* _Work item_
Reproduce the data below word for word.

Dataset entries

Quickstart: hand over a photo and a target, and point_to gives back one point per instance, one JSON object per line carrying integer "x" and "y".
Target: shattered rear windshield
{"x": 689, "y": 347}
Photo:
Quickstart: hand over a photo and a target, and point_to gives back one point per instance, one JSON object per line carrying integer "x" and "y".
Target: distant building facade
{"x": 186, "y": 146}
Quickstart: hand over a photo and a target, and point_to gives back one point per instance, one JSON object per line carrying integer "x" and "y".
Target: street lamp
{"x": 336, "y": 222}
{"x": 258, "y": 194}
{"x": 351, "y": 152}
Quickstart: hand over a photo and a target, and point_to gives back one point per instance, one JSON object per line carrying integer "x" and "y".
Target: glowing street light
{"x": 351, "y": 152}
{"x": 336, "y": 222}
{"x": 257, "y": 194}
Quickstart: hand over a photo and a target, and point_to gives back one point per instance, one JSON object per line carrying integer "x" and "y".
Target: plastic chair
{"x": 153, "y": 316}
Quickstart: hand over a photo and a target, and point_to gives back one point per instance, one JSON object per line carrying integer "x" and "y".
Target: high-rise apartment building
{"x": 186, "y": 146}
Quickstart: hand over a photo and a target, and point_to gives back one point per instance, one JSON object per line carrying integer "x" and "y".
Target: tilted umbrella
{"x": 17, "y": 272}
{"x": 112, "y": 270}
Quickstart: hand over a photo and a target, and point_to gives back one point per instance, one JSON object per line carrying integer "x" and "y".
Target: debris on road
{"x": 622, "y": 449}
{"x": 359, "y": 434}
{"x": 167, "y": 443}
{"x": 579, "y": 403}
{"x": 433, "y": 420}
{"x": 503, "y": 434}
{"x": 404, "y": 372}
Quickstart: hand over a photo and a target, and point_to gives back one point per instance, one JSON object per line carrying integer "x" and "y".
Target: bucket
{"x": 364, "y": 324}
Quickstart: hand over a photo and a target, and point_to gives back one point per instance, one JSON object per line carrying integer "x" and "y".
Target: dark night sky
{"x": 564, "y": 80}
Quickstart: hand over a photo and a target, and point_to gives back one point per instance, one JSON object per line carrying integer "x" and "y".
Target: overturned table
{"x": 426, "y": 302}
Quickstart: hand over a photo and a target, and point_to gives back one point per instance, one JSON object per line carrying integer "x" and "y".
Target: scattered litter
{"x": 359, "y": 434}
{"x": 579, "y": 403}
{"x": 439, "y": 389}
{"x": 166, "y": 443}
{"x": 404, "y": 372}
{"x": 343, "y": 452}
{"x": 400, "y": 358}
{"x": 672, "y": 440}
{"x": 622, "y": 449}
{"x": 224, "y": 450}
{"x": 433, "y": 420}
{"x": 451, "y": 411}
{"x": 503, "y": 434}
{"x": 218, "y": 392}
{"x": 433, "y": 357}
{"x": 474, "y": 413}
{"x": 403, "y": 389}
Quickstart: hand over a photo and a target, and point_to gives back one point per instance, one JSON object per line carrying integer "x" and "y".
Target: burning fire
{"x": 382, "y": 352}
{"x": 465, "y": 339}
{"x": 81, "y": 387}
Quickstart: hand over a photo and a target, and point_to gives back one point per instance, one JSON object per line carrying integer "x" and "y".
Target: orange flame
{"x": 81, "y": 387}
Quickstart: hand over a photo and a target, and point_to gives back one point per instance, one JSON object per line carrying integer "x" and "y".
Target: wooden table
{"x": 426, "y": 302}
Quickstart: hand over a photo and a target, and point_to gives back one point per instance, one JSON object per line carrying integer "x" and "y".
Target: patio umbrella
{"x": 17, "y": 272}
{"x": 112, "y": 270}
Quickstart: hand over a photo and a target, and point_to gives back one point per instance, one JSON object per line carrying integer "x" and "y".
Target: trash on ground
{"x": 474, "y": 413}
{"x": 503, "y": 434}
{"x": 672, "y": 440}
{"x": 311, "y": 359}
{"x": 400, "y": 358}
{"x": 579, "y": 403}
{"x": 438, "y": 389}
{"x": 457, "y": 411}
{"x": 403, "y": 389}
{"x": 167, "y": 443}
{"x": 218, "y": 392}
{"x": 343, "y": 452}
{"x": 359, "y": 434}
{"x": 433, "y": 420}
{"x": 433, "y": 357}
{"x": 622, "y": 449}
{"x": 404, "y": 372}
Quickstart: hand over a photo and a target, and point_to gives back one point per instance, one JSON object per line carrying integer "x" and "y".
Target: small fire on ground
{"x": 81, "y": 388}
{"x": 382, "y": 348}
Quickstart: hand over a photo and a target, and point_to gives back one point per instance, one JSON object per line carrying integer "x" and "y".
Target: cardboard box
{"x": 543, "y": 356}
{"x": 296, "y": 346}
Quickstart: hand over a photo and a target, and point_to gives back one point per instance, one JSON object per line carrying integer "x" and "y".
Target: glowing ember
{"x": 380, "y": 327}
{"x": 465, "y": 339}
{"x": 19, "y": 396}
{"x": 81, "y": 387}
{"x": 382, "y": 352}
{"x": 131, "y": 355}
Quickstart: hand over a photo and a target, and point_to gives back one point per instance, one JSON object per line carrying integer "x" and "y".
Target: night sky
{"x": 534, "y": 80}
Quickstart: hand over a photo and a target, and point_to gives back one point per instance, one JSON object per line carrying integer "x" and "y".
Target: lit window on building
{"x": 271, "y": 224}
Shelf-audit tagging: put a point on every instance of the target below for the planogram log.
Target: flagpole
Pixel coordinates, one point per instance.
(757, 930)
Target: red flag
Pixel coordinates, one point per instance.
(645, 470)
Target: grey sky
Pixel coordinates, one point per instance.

* _Result for this task_
Quickstart: hand over a photo and a target, and point_to gives back one point per instance, one JSON object per line carrying integer "x" and "y".
Target: shattered rear windshield
{"x": 689, "y": 347}
Photo:
Quickstart: hand over a photo and a target, and point_to gives back one point per instance, one JSON object per line carrying integer "x" and "y".
Target: distant building facade
{"x": 186, "y": 146}
Quickstart: hand over a photo and a target, and point_to gives back one point per instance, one JSON object per line carrying integer "x" and "y".
Target: street lamp
{"x": 336, "y": 222}
{"x": 258, "y": 194}
{"x": 351, "y": 152}
Quickstart: hand over a photo and a target, and point_to gives back one point per instance, one JSON object per line carrying integer "x" and "y".
Target: glowing street light
{"x": 351, "y": 152}
{"x": 336, "y": 222}
{"x": 257, "y": 194}
Quickstart: hand over a photo and a target, and point_to gives back one point per instance, one JSON object per line carrying integer "x" and "y".
Target: plastic chair
{"x": 153, "y": 316}
Quickstart: hand over a photo and a target, and point_to gives back one point per instance, one JSON object per line carrying integer "x" and "y".
Target: high-rise apartment building
{"x": 186, "y": 146}
Quickstart: hand over a photo and a target, and point_to gives back one point per instance, one JSON object per line carrying integer "x" and "y".
Target: tilted umbrella
{"x": 17, "y": 272}
{"x": 112, "y": 270}
Quickstart: hand over a photo and a target, and point_to gives back one point per instance, one JSON object per line carrying integer "x" and "y".
Target: debris on road
{"x": 622, "y": 449}
{"x": 359, "y": 434}
{"x": 167, "y": 443}
{"x": 579, "y": 403}
{"x": 433, "y": 420}
{"x": 503, "y": 434}
{"x": 404, "y": 372}
Quickstart: hand over a photo and a target, and point_to gives back one point per instance, one JSON object per line carrying integer "x" and "y".
Target: bucket
{"x": 364, "y": 324}
Quickstart: hand over a photo and a target, and point_to gives back one point per instance, one JSON object per line carrying integer "x" and "y".
Target: dark night sky
{"x": 564, "y": 80}
Quickstart: hand over a photo and a target, and point_to gives back one point per instance, one JSON object per line carrying integer "x" and "y".
Target: overturned table
{"x": 426, "y": 302}
Quickstart: hand over a photo and a target, and point_to gives back one point per instance, one JSON object per line carrying integer "x" and "y".
Target: scattered litter
{"x": 359, "y": 434}
{"x": 579, "y": 403}
{"x": 439, "y": 389}
{"x": 166, "y": 443}
{"x": 404, "y": 372}
{"x": 343, "y": 452}
{"x": 400, "y": 358}
{"x": 672, "y": 440}
{"x": 622, "y": 449}
{"x": 224, "y": 450}
{"x": 433, "y": 420}
{"x": 451, "y": 411}
{"x": 503, "y": 434}
{"x": 218, "y": 392}
{"x": 433, "y": 357}
{"x": 474, "y": 413}
{"x": 403, "y": 389}
Quickstart: hand over a photo and a target, and point_to gives back one point per instance, one JSON object per line carrying integer "x" and "y".
Target: burning fire
{"x": 382, "y": 352}
{"x": 465, "y": 339}
{"x": 81, "y": 387}
Quickstart: hand over a photo and a target, and point_to gives back one point per instance, one JSON object per line carrying integer "x" and "y".
Target: orange flame
{"x": 81, "y": 387}
Quickstart: hand over a photo and a target, and point_to gives back one point per instance, one JSON object per line carrying integer "x" and "y".
Target: wooden table
{"x": 426, "y": 302}
Quickstart: hand over a photo and a target, and point_to gives back one point per instance, one JSON object per line carrying integer "x" and "y".
Target: patio umbrella
{"x": 17, "y": 272}
{"x": 112, "y": 270}
Quickstart: hand over a photo and a target, and point_to gives back one point per instance, one JSON object per line carrying integer "x" and "y".
Target: trash on ground
{"x": 474, "y": 413}
{"x": 503, "y": 434}
{"x": 672, "y": 440}
{"x": 311, "y": 359}
{"x": 400, "y": 358}
{"x": 579, "y": 403}
{"x": 438, "y": 389}
{"x": 457, "y": 411}
{"x": 403, "y": 389}
{"x": 167, "y": 443}
{"x": 218, "y": 392}
{"x": 343, "y": 452}
{"x": 359, "y": 434}
{"x": 433, "y": 420}
{"x": 433, "y": 357}
{"x": 622, "y": 449}
{"x": 404, "y": 372}
Quickstart: hand over a photo and a target, and point_to gives back one point per instance, one JSON object per line carrying integer "x" and "y".
Target: small fire on ground
{"x": 81, "y": 388}
{"x": 382, "y": 348}
Quickstart: hand over a photo and a target, and point_to gives back one point per instance, one JSON object per line carrying integer "x" and "y".
Target: cardboard box
{"x": 543, "y": 356}
{"x": 296, "y": 346}
Quickstart: hand over a photo and a target, and point_to gives back one point per instance, one JSON object per line carrying integer "x" and "y".
Target: glowing ember
{"x": 380, "y": 327}
{"x": 465, "y": 339}
{"x": 19, "y": 396}
{"x": 81, "y": 387}
{"x": 382, "y": 352}
{"x": 131, "y": 355}
Quickstart: hand over a photo and a target, and point_to gives back one point per instance, one JSON object per line carrying integer "x" and "y".
Target: night sky
{"x": 534, "y": 80}
Quickstart: hand over a photo and a target, and point_to gives back one point per instance, one JSON object per line carrying integer "x" and "y".
Target: lit window on building
{"x": 271, "y": 224}
Shelf-audit tagging: put a point on every instance of the target below for the planogram log.
Target: flagpole
Pixel coordinates, one point per instance.
(757, 930)
Target: red flag
Pixel coordinates, one point per instance.
(645, 470)
Target: grey sky
Pixel coordinates, one point per instance.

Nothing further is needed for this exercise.